WHAT IS BEING ASKED: Recast the part of the records below that opens with the line containing "I need to know where the dark" and closes with the line containing "[0,202,139,393]", both lines included, as a numbered list with blank lines left out.
— begin —
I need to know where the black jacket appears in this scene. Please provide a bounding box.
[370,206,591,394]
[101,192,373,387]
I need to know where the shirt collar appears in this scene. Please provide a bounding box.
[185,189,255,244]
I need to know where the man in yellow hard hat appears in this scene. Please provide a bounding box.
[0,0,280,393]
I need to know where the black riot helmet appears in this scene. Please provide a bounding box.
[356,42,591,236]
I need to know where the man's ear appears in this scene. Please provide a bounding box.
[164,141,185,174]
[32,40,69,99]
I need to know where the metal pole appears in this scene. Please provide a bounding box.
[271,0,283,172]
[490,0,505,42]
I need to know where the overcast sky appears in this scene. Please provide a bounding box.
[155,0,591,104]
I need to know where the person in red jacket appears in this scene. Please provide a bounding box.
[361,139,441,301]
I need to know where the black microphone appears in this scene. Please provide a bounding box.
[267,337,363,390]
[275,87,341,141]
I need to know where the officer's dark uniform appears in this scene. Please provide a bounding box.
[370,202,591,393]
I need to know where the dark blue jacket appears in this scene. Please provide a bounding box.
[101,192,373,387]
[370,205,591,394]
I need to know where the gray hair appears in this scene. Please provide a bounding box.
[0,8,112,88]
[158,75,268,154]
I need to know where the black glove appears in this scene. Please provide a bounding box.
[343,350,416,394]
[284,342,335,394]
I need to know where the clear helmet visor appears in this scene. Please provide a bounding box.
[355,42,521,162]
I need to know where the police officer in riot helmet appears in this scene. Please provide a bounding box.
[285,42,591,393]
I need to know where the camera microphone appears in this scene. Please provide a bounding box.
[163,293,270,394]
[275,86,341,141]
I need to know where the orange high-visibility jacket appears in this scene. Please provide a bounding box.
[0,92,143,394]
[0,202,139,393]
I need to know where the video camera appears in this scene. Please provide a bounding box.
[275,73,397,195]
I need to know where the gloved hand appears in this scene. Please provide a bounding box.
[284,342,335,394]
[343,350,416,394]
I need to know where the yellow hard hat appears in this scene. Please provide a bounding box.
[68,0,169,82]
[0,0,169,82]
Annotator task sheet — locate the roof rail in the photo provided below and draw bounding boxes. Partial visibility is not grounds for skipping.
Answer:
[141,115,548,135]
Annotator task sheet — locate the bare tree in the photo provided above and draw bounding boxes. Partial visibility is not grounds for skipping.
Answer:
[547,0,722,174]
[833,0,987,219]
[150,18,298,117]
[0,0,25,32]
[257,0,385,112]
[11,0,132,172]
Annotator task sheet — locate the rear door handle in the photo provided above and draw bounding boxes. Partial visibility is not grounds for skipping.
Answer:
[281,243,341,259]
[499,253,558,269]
— end —
COMPLETED EXERCISE:
1. I need to know where the dark blue jacket appears in this scene. Please provide a bounding box.
2. [101,192,373,387]
3. [370,205,591,394]
4. I need to know where the gray hair appears in this scene. Please provide a bounding box.
5. [0,8,112,88]
6. [158,75,268,154]
7. I need to know where the black glove appears in this scene. Please provide a bounding box.
8. [343,350,416,394]
9. [284,342,335,394]
10. I need to know where the clear helmet visor appears in this scene. Please provide a bounding box.
11. [355,42,521,162]
12. I need to know where the police officer in riot helmet appears in this scene. Please provide a bounding box.
13. [285,42,591,393]
14. I need to know where the camera microphone appears in this scene. Please provide a bounding box.
15. [163,293,270,394]
16. [275,86,341,141]
17. I need to know where the orange high-visibility jacket appears in this scene. Please provide a bounding box.
18. [0,92,143,394]
19. [0,202,139,393]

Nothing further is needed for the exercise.